-------- RECORDS SUPPLIED
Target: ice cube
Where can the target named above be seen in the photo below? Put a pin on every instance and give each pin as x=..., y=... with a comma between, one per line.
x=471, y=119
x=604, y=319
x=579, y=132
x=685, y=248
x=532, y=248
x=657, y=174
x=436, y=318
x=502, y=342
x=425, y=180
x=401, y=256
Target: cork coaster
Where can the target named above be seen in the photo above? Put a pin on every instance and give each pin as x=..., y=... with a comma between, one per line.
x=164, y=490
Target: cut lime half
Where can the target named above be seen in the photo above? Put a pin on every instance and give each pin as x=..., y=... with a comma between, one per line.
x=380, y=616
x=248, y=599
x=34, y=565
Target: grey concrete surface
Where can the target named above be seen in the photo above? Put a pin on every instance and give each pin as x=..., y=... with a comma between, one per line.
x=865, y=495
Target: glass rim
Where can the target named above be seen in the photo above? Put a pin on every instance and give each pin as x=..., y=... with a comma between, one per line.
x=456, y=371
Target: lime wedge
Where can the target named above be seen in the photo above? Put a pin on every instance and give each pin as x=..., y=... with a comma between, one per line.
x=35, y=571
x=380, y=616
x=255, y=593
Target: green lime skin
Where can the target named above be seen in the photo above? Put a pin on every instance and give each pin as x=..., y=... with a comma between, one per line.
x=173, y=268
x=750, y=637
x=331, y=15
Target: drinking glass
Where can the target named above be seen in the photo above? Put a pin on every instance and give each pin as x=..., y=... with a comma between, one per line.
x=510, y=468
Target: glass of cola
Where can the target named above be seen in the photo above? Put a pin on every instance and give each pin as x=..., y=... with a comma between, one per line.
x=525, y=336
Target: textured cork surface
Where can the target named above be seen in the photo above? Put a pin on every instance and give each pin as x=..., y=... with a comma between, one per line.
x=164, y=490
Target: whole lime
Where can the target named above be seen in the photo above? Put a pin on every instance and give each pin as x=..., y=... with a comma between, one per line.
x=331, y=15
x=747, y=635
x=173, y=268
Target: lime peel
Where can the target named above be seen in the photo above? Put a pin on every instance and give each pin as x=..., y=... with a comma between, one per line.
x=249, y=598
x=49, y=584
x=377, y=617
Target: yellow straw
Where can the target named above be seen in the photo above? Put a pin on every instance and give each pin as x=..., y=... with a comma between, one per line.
----------------
EXERCISE BRIEF >> Rewrite every line of the items above as a Markdown table with the columns Row and Line. Put a running row number in Row and the line itself in Line, leaving out blank lines.

RESPONSE TO THE EXERCISE >>
| Row | Line |
|---|---|
| 1 | Target: ice cube |
| 2 | Where can the target named above be seen in the photo below? Put a pin on every instance and give each pin as x=..., y=... with a comma between, one per line. |
| 3 | x=471, y=119 |
| 4 | x=604, y=319 |
| 5 | x=579, y=132 |
| 6 | x=685, y=248 |
| 7 | x=532, y=248 |
| 8 | x=657, y=174 |
| 9 | x=436, y=318 |
| 10 | x=502, y=342 |
| 11 | x=425, y=180 |
| 12 | x=401, y=256 |
| 13 | Target: cork coaster |
| 14 | Where can the target named above be seen in the photo above? Put a pin on every instance and give each pin as x=..., y=... with a comma between, one per line. |
| 15 | x=164, y=490 |
| 16 | Target: cut lime half |
| 17 | Where can the target named above be seen in the photo above? Put a pin on every instance and give each pin as x=..., y=... with a comma between, one per line. |
| 18 | x=380, y=616 |
| 19 | x=248, y=599 |
| 20 | x=34, y=565 |
| 21 | Target: grey concrete surface |
| 22 | Where can the target named above be seen in the photo above? Put a pin on every instance and give each pin as x=..., y=... with a comma between, one per line. |
| 23 | x=865, y=495 |
| 24 | Target: glass rim |
| 25 | Where can the target named above be seen in the photo above? Put a pin on every instance and give each pin as x=..., y=... with a comma between, one per line. |
| 26 | x=456, y=371 |
| 27 | Target: lime wedge |
| 28 | Where can the target named above be seen in the photo above? Put a pin on every instance and give each pin as x=..., y=... with a comma between, one per line. |
| 29 | x=35, y=571 |
| 30 | x=380, y=616 |
| 31 | x=255, y=593 |
| 32 | Target: green lime skin |
| 33 | Where can the target named above be seen in the photo above? Put a pin on every instance and give each pin as x=..., y=... with a comma between, one per line. |
| 34 | x=173, y=268 |
| 35 | x=750, y=637 |
| 36 | x=331, y=15 |
| 37 | Target: drinking glass |
| 38 | Where can the target named above be seen in the photo above? Put a pin on every instance and give each pin as x=..., y=... with a comma between, one per line. |
| 39 | x=510, y=468 |
| 40 | Target: glass of cola |
| 41 | Where can the target named above be seen in the photo above? Put a pin on every instance and give each pin as x=..., y=... with a comma between, one per line. |
| 42 | x=525, y=336 |
| 43 | Target: textured cork surface |
| 44 | Where can the target named above be seen in the photo above? Put a pin on every instance and give each pin as x=..., y=... with a comma between, one per line. |
| 45 | x=164, y=490 |
| 46 | Target: whole lime |
| 47 | Where can the target named above be seen in the photo above? Put a pin on every instance and give each pin as x=..., y=... with a comma between, one per line. |
| 48 | x=331, y=15 |
| 49 | x=747, y=635 |
| 50 | x=173, y=268 |
| 51 | Target: lime peel |
| 52 | Where can the target named above be seen in the photo above? Put a pin on every instance and give each pin as x=..., y=... with a comma between, one per line. |
| 53 | x=249, y=598 |
| 54 | x=49, y=584 |
| 55 | x=377, y=617 |
| 56 | Target: yellow straw |
| 57 | Where can the target named above be seen in the photo above? Put a pin on every instance and give each pin as x=..., y=... with a comma between, one per line. |